What you need to do -> Of the material below, the lines to be retyped are those from the line containing "air conditioner outdoor unit" through the line containing "red and white antenna", inclusive; reproduce them exactly.

Data for this exercise ->

§

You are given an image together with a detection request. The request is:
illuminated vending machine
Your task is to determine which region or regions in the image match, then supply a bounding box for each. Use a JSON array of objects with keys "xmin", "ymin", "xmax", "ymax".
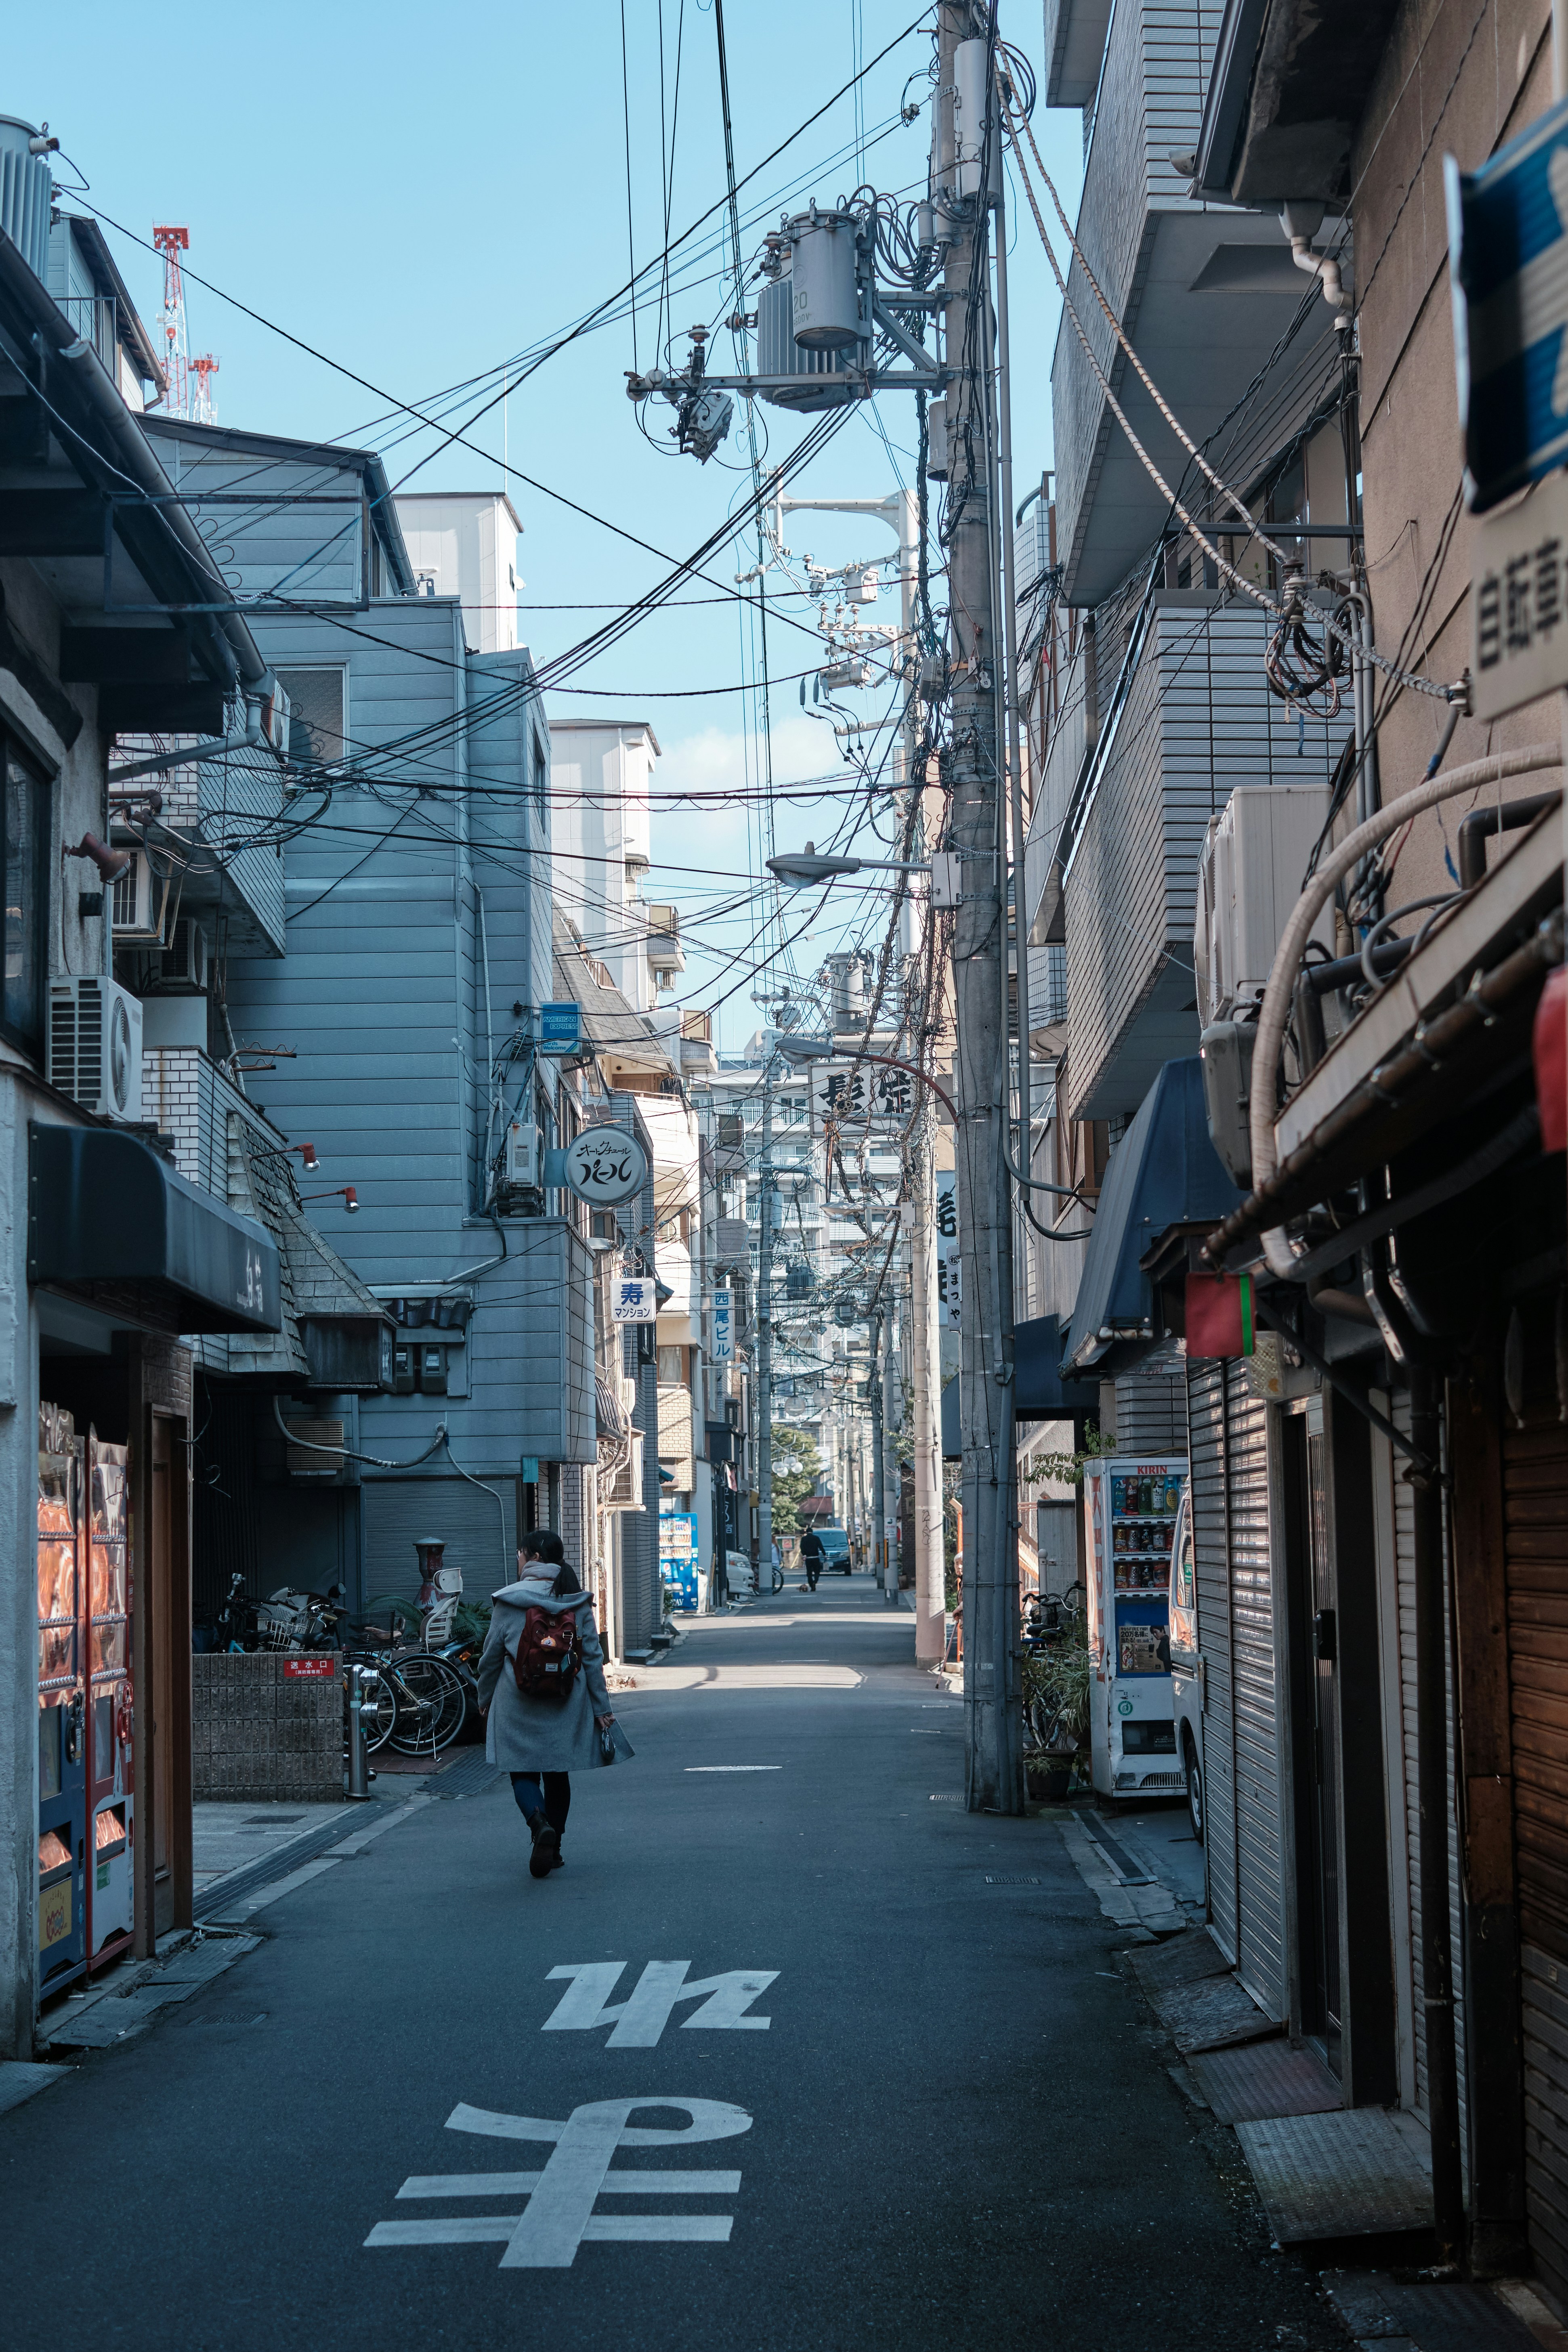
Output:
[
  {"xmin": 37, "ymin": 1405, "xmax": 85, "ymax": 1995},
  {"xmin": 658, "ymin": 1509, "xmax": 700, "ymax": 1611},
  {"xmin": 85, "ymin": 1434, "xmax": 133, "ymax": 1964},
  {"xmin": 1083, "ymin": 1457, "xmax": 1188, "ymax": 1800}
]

§

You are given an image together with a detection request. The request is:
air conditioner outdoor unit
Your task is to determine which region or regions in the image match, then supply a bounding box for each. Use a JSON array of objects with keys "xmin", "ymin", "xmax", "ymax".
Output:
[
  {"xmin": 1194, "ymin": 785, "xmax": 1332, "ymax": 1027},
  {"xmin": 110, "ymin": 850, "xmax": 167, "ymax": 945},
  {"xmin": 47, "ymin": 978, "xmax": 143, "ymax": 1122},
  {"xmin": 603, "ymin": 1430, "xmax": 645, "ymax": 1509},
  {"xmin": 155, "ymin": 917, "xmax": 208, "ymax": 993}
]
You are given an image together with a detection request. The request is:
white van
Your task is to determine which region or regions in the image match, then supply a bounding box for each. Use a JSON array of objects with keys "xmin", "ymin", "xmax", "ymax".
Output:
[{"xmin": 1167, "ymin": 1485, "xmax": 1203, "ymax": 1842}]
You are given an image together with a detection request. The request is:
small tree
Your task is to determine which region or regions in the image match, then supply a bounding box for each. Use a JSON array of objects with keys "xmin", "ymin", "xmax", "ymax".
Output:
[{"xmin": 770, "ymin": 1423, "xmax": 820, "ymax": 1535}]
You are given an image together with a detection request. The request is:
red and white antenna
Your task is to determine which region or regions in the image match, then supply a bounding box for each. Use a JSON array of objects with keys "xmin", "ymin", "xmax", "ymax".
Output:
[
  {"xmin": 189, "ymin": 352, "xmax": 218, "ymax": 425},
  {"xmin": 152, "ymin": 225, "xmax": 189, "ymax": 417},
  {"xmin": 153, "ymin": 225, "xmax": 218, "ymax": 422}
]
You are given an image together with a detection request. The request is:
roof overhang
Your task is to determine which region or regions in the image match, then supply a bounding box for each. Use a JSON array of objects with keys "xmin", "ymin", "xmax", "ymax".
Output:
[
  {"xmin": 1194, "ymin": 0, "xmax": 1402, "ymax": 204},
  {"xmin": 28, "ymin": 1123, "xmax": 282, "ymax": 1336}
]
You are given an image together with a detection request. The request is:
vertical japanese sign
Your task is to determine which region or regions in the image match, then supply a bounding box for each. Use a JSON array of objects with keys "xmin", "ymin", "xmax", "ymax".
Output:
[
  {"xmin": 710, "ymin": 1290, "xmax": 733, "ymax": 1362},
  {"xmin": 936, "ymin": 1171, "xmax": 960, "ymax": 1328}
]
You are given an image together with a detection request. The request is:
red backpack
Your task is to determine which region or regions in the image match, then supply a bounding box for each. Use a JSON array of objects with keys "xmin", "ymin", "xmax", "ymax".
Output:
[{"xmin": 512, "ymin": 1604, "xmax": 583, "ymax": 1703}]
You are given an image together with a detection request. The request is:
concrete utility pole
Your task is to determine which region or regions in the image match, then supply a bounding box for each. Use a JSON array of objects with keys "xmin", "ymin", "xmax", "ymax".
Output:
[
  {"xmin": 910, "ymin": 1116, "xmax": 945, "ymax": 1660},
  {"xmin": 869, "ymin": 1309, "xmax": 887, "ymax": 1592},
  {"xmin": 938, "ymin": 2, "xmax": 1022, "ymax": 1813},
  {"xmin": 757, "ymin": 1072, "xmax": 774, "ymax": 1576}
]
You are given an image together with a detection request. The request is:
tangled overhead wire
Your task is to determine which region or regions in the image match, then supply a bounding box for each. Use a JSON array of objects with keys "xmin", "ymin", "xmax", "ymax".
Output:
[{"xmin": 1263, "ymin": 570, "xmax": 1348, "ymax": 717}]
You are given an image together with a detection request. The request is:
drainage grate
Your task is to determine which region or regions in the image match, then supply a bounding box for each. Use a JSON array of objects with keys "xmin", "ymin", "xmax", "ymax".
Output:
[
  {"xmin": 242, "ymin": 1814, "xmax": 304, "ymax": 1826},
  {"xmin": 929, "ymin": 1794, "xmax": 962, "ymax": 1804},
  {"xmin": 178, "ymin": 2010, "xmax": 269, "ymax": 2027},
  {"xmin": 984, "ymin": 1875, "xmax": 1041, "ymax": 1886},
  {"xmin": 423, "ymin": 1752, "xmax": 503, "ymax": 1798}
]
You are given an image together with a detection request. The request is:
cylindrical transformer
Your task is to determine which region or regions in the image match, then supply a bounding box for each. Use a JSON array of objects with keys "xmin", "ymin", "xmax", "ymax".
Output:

§

Finished task ->
air conditioner outdoor unit
Your task is to determine which region or regions in the image match, then supply a bounding box for each. Use a JSON array of objects with keys "xmin", "ymin", "xmax", "ymax".
Output:
[
  {"xmin": 1194, "ymin": 785, "xmax": 1332, "ymax": 1027},
  {"xmin": 110, "ymin": 850, "xmax": 167, "ymax": 945},
  {"xmin": 47, "ymin": 978, "xmax": 143, "ymax": 1122},
  {"xmin": 603, "ymin": 1430, "xmax": 645, "ymax": 1509},
  {"xmin": 155, "ymin": 917, "xmax": 208, "ymax": 993}
]
You are given an image together with a detection request. The request is:
white van
Your task is to determine which region or regions in the image match, then supply a bounding box for each. Use a JSON array of objects with keys "xmin", "ymin", "xmax", "ymax".
Output:
[{"xmin": 1167, "ymin": 1485, "xmax": 1203, "ymax": 1842}]
You are given an image together with a detection request. The request is:
small tree
Your task is to determine which region or regions in the image match, then supply a bounding box for each. Use a JSON array of objects with keys "xmin", "ymin", "xmax", "ymax".
Output:
[{"xmin": 770, "ymin": 1423, "xmax": 820, "ymax": 1535}]
You are given an image together with a detection request. The request is:
red and white antenna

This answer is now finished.